* [REQUEST] Take the data that follows and retype it word for word.

---------- DATA ----------

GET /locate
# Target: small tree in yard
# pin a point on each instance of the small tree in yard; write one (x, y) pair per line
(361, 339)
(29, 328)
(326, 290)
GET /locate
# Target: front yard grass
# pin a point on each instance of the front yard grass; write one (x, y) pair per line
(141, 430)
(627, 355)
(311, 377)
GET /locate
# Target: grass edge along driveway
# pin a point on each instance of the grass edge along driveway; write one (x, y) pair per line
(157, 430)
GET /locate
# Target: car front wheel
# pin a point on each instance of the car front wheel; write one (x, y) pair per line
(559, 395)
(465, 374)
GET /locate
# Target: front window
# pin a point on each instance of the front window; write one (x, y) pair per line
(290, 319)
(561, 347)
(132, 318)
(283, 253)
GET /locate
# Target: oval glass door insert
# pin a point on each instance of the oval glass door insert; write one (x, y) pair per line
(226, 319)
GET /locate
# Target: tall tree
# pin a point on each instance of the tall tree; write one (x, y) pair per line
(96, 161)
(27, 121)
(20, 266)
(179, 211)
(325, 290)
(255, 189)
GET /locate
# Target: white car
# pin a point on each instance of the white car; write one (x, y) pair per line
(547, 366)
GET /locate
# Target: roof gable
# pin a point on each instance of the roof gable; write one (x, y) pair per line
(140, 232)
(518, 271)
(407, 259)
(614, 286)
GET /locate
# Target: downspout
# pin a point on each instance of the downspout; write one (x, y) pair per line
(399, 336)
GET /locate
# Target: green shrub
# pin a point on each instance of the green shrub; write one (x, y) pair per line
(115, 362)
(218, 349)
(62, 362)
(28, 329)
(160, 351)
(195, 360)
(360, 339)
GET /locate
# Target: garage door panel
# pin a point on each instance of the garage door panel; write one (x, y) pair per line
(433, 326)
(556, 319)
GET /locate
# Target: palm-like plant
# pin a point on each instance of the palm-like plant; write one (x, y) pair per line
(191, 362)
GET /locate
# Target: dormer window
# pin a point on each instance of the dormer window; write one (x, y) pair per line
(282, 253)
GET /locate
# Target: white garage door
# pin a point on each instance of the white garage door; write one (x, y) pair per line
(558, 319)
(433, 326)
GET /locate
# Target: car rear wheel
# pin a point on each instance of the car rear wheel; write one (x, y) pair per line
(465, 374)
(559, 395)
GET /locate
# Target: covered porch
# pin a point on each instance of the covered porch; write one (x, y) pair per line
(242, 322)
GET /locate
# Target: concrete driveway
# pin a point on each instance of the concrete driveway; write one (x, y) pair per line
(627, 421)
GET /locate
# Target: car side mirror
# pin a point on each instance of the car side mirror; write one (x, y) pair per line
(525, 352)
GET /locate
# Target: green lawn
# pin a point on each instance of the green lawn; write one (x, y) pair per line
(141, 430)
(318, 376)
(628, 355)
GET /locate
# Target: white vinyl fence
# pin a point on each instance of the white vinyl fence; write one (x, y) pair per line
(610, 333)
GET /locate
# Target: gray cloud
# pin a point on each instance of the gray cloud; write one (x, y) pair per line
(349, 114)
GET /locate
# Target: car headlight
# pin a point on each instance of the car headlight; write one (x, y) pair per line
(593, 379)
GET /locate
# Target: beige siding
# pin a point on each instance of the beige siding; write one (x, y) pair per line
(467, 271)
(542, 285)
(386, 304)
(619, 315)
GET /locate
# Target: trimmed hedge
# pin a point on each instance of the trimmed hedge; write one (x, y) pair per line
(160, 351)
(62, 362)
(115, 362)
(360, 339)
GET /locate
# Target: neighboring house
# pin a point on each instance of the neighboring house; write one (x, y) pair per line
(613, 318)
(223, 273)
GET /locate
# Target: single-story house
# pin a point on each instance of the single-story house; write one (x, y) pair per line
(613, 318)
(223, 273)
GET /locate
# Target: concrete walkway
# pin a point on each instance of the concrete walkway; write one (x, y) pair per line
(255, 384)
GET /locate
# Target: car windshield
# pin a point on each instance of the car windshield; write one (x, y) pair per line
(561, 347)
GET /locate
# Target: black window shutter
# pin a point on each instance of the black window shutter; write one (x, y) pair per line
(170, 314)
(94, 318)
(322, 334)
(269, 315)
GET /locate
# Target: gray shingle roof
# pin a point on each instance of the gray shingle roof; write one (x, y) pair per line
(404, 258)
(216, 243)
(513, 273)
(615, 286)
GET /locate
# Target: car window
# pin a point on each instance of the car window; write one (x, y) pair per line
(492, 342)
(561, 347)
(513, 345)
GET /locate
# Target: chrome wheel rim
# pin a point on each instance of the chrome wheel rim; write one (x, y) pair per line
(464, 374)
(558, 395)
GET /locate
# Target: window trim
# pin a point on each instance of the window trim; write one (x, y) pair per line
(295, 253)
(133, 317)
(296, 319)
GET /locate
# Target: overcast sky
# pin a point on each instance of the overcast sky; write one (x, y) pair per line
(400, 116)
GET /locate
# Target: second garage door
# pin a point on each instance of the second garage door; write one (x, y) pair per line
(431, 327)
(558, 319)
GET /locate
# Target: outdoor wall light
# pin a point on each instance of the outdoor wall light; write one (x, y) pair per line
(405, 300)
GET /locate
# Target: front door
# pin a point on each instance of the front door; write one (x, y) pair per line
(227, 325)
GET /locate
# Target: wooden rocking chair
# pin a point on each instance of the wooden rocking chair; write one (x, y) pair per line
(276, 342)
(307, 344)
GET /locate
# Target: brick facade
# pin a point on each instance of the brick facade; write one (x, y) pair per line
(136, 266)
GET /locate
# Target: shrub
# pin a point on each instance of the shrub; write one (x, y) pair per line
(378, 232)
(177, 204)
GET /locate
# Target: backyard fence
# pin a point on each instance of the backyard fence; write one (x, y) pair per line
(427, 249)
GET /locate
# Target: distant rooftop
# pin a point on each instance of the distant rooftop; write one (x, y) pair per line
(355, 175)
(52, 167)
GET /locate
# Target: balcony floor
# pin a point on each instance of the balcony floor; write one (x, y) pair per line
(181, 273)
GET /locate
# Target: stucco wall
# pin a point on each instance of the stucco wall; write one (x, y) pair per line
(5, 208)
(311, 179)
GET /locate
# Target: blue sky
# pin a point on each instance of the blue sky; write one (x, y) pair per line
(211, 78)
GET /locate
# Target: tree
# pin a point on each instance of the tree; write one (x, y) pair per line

----------

* [EXERCISE OUTPUT]
GET /locate
# Target: small tree in yard
# pin a point on each instance of the small tree in yard; write one (x, y) pair per line
(361, 339)
(29, 328)
(326, 290)
GET /locate
# Target: front yard grass
# pin a point on each instance of the front yard grass; write one (x, y) pair per line
(141, 430)
(627, 355)
(311, 377)
GET /locate
# Target: grass edge along driveway
# pin a point on each instance of the grass edge along driveway; write one (x, y) pair per line
(157, 430)
GET /locate
# Target: car front wheel
# pin a point on each instance of the car front wheel; write one (x, y) pair per line
(559, 395)
(465, 374)
GET /locate
# Target: front window
# pin a point on each instance of the front window; write one (x, y) pair per line
(290, 319)
(561, 347)
(132, 318)
(283, 253)
GET /locate
# Target: oval glass door insert
# pin a point on each instance of the oval glass door insert; write one (x, y) pair per line
(226, 319)
GET /locate
# Target: tall tree
# pin a point on each instance of the tall tree; write one (x, y) pair per line
(96, 161)
(27, 121)
(20, 266)
(179, 211)
(325, 290)
(255, 189)
GET /locate
# Target: white car
# pin a point on each instance of the white car; write one (x, y) pair per line
(547, 366)
GET /locate
# Target: roof gable
# pin a point on each instance of the roof gable; write one (x, y) pair per line
(140, 232)
(518, 271)
(407, 259)
(614, 286)
GET /locate
# Target: downspout
# pin a point on each instance of the downspout; write one (x, y) pair per line
(399, 336)
GET /locate
# Target: green shrub
# pin a point on each instance of the green shrub; write one (x, y) pair per line
(115, 362)
(218, 349)
(62, 362)
(28, 329)
(160, 351)
(195, 360)
(360, 339)
GET /locate
# Target: garage door panel
# pin a point on each instance of the garage door panel; write one (x, y) pair per line
(433, 326)
(556, 319)
GET /locate
# Target: palm-like plant
# pin a point on each instance of the palm-like plant; write one (x, y) pair per line
(191, 362)
GET /locate
# Target: dormer window
# pin a point on each instance of the dormer window; write one (x, y) pair per line
(282, 253)
GET /locate
# Target: white garage door
# pin a point on each instance of the white garage door; write one (x, y) pair per line
(558, 319)
(433, 326)
GET /locate
# Target: car rear wheel
# pin a point on each instance of the car rear wheel; write one (x, y) pair per line
(465, 374)
(559, 395)
GET /locate
# Target: covered porch
# pin a point on each instance of the covered porch; write one (x, y) pair per line
(242, 322)
GET /locate
# Target: concrete driveway
# pin a point on each instance of the concrete driveway; write one (x, y) pair per line
(627, 421)
GET /locate
# Target: car side mirror
# pin a point on each instance of the car side mirror; write one (x, y) pair per line
(525, 352)
GET /locate
# Target: green lawn
# pin a point on each instance of the green lawn; write one (x, y) pair per line
(141, 430)
(318, 376)
(628, 355)
GET /locate
# Target: white vinyl fence
# pin a point on each instance of the white vinyl fence; write one (x, y) pair per line
(610, 333)
GET /locate
# Target: gray cloud
# pin a point on each instance of the gray cloud; write one (x, y) pair per line
(349, 114)
GET /locate
# Target: car headlight
# pin a point on each instance of the car headlight; write one (x, y) pair per line
(593, 379)
GET /locate
# Target: beige siding
# pin a point on each instance of the beige siding; write one (x, y) pair per line
(467, 271)
(542, 285)
(386, 304)
(619, 315)
GET /locate
# Target: trimmed hedge
# pin a point on each instance of the trimmed hedge; write one (x, y) pair per line
(160, 351)
(62, 362)
(115, 362)
(360, 339)
GET /locate
# Target: neighboring house
# pin a point on each instance of the neighboring house; write one (x, y) pair per line
(613, 318)
(223, 273)
GET /locate
# Target: single-story house
# pin a point on each instance of the single-story house; write one (x, y) pair per line
(613, 318)
(223, 273)
GET /locate
# Target: concrete walkway
# pin a point on each instance of the concrete walkway; write one (x, y) pair per line
(255, 384)
GET /locate
# Target: car windshield
# pin a point on each instance of the car windshield; write one (x, y) pair per line
(561, 347)
GET /locate
# Target: black window shutter
# pin a point on each instance of the black window shutter; write one (x, y) pair per line
(170, 314)
(94, 318)
(322, 334)
(269, 315)
GET /locate
# Target: gray shingle roof
# pin a point on each instance of the gray shingle roof; write one (x, y) pair per line
(404, 258)
(216, 243)
(513, 273)
(615, 286)
GET /locate
# Target: car window
# pin a point on each instance of the car window; write one (x, y) pair per line
(492, 342)
(561, 347)
(513, 345)
GET /locate
# Target: chrome wheel rim
# pin a point on each instance of the chrome wheel rim; write one (x, y) pair per line
(464, 374)
(558, 395)
GET /locate
# Target: window trim
# pin a point on each instance of the window trim; write one (x, y) pair per line
(295, 253)
(133, 317)
(296, 319)
GET /locate
# Target: overcast sky
# pin a point on each instance of the overcast sky; write one (x, y) pair per line
(400, 116)
GET /locate
# Target: second garage door
# pin a point on each instance of the second garage door; write one (x, y) pair per line
(431, 327)
(558, 319)
GET /locate
# Target: outdoor wall light
# pin a point on each instance of the outdoor wall light; write one (x, y) pair per line
(405, 300)
GET /locate
# Target: front door
# pin a point on each instance of the front door; write one (x, y) pair per line
(227, 325)
GET /locate
# Target: wooden rocking chair
# pin a point on each instance of the wooden rocking chair; write one (x, y) pair per line
(276, 342)
(307, 344)
GET /locate
# Target: brick facade
# pin a point on each instance of the brick facade; write one (x, y) pair per line
(136, 266)
GET /locate
# Target: shrub
# pin a point on each instance of the shrub; write one (x, y) pair per line
(378, 232)
(177, 204)
GET /locate
# Target: backyard fence
# pin a point on each instance of the backyard fence; write one (x, y) pair per line
(427, 249)
GET /locate
# Target: distant rooftop
# pin a point on each instance of the distant rooftop; write one (x, y) pair per line
(355, 175)
(52, 167)
GET /locate
# Target: balcony floor
# pin a point on each instance of the balcony floor; write one (x, y) pair per line
(181, 273)
GET /locate
# Target: stucco wall
# pin a point on each instance of the stucco wall; write one (x, y) pair per line
(5, 208)
(311, 179)
GET /locate
# Target: blue sky
# pin a point on each instance of the blue sky; write one (x, y) pair per line
(211, 78)
GET /locate
# Target: tree
# pin a point on each instance of the tree; write one (x, y) pair per line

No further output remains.